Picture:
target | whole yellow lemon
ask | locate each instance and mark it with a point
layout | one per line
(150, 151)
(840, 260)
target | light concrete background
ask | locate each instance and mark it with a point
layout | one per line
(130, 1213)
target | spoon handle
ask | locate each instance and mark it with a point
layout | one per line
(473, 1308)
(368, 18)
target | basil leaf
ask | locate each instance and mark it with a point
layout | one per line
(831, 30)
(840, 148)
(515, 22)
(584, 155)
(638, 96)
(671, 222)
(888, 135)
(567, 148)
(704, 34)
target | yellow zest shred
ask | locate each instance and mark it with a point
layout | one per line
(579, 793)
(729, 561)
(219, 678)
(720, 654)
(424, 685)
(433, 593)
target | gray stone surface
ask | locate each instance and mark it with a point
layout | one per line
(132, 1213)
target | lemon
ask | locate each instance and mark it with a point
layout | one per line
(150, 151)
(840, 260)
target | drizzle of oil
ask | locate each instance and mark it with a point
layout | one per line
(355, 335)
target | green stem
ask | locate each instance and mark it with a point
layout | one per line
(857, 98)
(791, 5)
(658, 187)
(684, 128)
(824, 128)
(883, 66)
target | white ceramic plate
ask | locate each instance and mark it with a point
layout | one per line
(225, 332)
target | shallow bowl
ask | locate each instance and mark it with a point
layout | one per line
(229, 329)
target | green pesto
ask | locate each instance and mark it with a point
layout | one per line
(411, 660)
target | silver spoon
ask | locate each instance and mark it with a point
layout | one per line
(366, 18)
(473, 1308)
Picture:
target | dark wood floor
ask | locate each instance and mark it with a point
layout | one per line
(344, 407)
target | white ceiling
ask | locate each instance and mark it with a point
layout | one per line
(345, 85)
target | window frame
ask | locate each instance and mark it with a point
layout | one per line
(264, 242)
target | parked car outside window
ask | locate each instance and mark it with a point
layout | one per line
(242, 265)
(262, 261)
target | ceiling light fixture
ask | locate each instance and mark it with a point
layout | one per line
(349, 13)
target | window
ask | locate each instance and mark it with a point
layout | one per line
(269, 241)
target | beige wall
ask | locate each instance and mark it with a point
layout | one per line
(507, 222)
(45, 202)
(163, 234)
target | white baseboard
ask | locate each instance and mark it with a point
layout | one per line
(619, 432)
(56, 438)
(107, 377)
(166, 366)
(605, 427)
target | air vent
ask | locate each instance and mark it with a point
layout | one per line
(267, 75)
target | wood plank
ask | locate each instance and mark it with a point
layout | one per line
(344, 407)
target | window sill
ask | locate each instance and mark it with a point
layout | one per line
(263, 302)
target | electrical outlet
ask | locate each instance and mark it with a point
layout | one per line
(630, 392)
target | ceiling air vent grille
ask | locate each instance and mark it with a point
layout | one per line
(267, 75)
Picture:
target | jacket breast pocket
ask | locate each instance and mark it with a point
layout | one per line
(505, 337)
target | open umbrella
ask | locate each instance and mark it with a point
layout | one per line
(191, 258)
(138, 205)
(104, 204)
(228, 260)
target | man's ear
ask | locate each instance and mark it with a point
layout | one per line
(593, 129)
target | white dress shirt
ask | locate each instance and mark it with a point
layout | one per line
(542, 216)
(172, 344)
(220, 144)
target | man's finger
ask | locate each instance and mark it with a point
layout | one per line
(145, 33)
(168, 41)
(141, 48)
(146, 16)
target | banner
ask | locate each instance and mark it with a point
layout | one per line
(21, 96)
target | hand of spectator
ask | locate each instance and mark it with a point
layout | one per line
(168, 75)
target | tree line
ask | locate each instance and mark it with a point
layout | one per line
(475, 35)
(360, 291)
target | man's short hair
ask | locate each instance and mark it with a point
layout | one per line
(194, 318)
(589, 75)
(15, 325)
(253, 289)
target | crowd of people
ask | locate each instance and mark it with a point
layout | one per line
+===+
*The task*
Restate the final lines of the listing above word for word, beginning at the line that contains "target | banner".

*Solution for this exercise*
target | banner
ask | locate each instance and mark it with a point
layout | one per line
(21, 96)
target | hand of spectator
ask | locate each instance and mark it with a point
layout | one per line
(168, 75)
target | tree line
ask | locate each instance and mark it with a point
layout | one per line
(475, 35)
(360, 291)
target | man's short hair
ask | locate each instance and mark it with a point
layout | one per line
(194, 318)
(589, 75)
(15, 325)
(253, 289)
target | crowd of people
ask | locate each instance and mark it with a point
layout | one per line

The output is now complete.